Consigne
En vous appuyant sur le texte consacré au travail photographique à La Louvière, expliquez en une à trois phrases pourquoi la photographe a choisi le procédé argentique.

Texte cité
Sa vue d’un mur voisin des ascenseurs à bateaux le long canal historique, nous restitue une sorte d’emblème, dans sa toute puissance et sa frontalité. Mais la photographe éveillent aussi nos regards aux belles aspérités de ce rempart, telles que ces traces blanches laissées par l’eau qui s’y cristallise au cours du temps. En photographiant les ateliers de NLMK, elle nous suggère la force romantique des laminoirs qui crachent toujours leur fumée blanche.

(c) Pauline Vanden Neste

« Une fois de plus, mon intention ici n’est pas de construire un reportage sur ces lieux mais plutôt d’essayer d’en souligner toute la potentialité émotionnelle. Il y a dans ce genre de complexe monumental une espèce de mythologie post-industrielle, assez universelle, qu’on peut aussi ressentir dans de nombreuses villes du nord de la France. Je ressens une autre charge quand j’aborde ce grand immeuble moderne et anguleux qui longe le chemin de fer près du Centre Kéramis et qui semble couvert de plastique ou d’aluminium. C’est un bâtiment complètement fou qui côtoie un peu maladroitement d’autres constructions plus éternelles comme de petites maisons en briques rehaussées d’un tag. »

Écrire lentement ses rendez-vous

Autour de la constellation de lieux emblématiques, vibre une humanité que l’artiste magnifie, sans artifices. Elle s’égare dans la ville, pour encourager des rencontres dont découlent échange et partage. Pour laisser plus de place à la connivence, la photographe a décidé de travailler en utilisant le procédé argentique, qui invite à la lenteur.

«  Dans ce travail, il n’y a pas d’images volées, mon appareil photo est très visible, ce qui créé d’emblée un lien particulier avec les passants. La technique suspend le temps, car l’appareil paraît archaïque à l’air des smartphones qui mitraillent sans cesse. Ici mes interlocuteurs ne voient pas immédiatement leur image, ce qui peut les impressionner, mais les encourage à garder un lien avec moi. La temporalité s’étire dans ce type de processus : il s’écoule un moment plus ou moins long entre notre rencontre et l’instant où je leur transmets leur portrait, soit sur papier imprimé dans mon atelier, ou sous forme de scan, par mail ».

Tendre des ponts vers la rue

Comme dans une mise en abîme, les habitants photographiés il y a quelque temps dans les rues de La Louvière et qui ont rejoint la vitrine du Centre de la Gravure, la traversent à nouveau pour se poser dans les maisons qui entourent le musée. La photographe est allée frapper à la porte des voisins de la rue des amours en leur proposant d’accueillir à la fenêtre de leur maison, une reproduction d’un de ses clichés. Nombreux sont ceux et celles qui ont accepté d’héberger temporairement une petite œuvre. Aux côtés de ces reproductions qui sont également visibles à la Gare ou au château Gilson il y a une série de cartes postales reprenant les images de la série  Ce qui reste qui sont déposées dans les commerces.

Anderlecht, Saint Denis, La Louvière… Ici ou ailleurs ?

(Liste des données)

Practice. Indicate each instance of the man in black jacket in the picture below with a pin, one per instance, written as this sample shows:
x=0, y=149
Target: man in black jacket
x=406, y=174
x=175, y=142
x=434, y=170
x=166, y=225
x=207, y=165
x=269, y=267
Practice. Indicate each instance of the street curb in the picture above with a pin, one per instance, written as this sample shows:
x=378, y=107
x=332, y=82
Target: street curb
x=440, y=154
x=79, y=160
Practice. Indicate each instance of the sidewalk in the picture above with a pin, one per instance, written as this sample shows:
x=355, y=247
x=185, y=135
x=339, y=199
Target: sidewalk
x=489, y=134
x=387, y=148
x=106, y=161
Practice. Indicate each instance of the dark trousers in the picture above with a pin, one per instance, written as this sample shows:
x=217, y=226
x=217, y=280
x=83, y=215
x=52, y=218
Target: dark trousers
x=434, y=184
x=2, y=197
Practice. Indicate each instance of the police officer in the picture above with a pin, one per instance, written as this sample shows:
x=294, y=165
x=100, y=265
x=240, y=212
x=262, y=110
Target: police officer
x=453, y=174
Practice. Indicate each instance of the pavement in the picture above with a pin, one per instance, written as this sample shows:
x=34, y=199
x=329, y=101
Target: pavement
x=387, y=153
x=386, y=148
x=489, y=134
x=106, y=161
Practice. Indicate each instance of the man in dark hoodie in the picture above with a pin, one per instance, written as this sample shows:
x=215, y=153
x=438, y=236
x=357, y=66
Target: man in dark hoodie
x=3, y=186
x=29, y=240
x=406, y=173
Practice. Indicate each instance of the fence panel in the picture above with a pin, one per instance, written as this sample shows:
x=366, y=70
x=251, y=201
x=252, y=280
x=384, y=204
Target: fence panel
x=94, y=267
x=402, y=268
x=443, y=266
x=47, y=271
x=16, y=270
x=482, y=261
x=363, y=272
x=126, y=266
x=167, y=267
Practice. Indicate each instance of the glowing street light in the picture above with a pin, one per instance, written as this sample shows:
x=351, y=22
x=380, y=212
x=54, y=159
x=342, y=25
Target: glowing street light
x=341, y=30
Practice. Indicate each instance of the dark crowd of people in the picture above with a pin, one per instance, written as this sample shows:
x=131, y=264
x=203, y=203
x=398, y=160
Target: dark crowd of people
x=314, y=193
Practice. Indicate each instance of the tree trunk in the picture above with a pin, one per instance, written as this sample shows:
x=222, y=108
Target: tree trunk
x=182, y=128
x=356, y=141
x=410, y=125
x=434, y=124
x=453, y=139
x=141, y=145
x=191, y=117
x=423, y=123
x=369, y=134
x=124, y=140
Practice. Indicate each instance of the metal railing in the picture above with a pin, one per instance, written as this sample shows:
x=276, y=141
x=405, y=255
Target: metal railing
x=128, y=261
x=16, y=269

Corrigé
Elle l'a choisi pour laisser plus de place à la connivence lors de ses rencontres, car ce procédé invite à la lenteur. Son appareil, très visible, crée d'emblée un lien avec les passants. Comme ils ne voient pas immédiatement leur image, ils sont encouragés à garder un lien avec elle.